* _Goal_
How many lines in the entries below contain the word "instance"? Reply with the number alone.

Outline labeling entries:
· · · ·

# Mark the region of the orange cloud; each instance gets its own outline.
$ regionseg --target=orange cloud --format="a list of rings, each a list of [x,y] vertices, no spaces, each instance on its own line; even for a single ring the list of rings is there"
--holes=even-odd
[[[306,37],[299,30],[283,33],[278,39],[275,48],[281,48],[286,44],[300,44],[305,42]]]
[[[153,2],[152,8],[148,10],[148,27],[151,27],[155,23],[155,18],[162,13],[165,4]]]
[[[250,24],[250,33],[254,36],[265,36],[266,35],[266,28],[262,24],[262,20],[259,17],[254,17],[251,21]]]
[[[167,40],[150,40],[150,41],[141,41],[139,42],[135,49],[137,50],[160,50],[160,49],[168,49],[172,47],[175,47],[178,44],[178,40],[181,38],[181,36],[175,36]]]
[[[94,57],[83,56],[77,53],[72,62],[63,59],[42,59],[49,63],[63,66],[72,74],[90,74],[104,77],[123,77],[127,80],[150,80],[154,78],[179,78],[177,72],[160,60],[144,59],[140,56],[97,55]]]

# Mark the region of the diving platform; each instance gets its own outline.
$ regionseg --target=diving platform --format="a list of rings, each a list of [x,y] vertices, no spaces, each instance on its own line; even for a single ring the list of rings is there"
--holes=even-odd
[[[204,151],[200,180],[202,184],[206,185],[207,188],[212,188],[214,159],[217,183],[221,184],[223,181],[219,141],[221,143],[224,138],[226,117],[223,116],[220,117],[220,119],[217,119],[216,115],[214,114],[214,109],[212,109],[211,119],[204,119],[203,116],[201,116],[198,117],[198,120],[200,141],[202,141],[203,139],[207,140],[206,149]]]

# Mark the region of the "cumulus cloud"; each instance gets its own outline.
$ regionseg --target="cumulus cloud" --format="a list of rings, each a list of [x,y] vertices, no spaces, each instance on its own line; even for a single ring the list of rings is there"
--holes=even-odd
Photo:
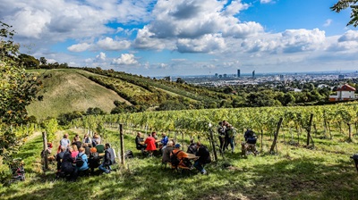
[[[282,33],[282,46],[286,53],[315,50],[324,43],[325,38],[325,31],[319,29],[287,29]]]
[[[90,44],[88,43],[81,43],[81,44],[77,44],[77,45],[72,45],[69,47],[67,47],[67,49],[70,52],[84,52],[88,49],[90,49],[92,46]]]
[[[338,42],[356,41],[358,40],[358,31],[348,30],[338,38]]]
[[[96,55],[96,59],[98,61],[106,61],[106,54],[101,52],[99,54]]]
[[[57,42],[115,32],[106,25],[113,21],[147,21],[152,2],[2,0],[0,19],[13,25],[18,37]]]
[[[134,54],[123,54],[121,57],[113,59],[112,64],[115,65],[133,65],[137,64],[138,61],[135,60]]]
[[[268,4],[270,2],[272,2],[272,0],[260,0],[260,3],[261,4]]]
[[[205,35],[198,39],[178,39],[177,50],[181,53],[210,53],[225,48],[225,40],[219,35]]]
[[[323,24],[324,27],[329,27],[330,24],[332,23],[332,20],[331,19],[328,19],[325,23]]]
[[[116,51],[129,48],[131,46],[131,42],[127,40],[115,41],[113,38],[107,37],[106,38],[97,42],[97,45],[103,50]]]
[[[240,23],[233,15],[247,9],[241,1],[158,1],[148,26],[153,38],[198,38],[207,34],[223,33],[223,37],[241,38],[263,30],[256,22]]]

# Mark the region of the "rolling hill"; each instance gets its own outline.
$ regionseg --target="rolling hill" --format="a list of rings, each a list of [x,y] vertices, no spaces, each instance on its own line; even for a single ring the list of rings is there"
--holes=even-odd
[[[98,107],[109,112],[115,107],[115,100],[131,104],[113,90],[86,77],[96,74],[80,70],[41,70],[36,72],[40,73],[38,79],[43,82],[38,92],[43,100],[32,102],[27,109],[29,115],[34,115],[38,120],[73,111],[85,112],[90,107]]]
[[[27,107],[29,115],[38,121],[74,111],[85,112],[90,107],[98,107],[109,113],[115,107],[115,101],[126,105],[121,112],[139,112],[225,107],[223,103],[230,105],[235,98],[185,83],[100,68],[30,71],[39,73],[43,83],[38,93],[43,99]]]

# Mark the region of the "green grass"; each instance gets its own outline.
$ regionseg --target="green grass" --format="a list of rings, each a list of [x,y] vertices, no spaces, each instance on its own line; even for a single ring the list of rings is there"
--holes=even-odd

· · · ·

* _Output for this task_
10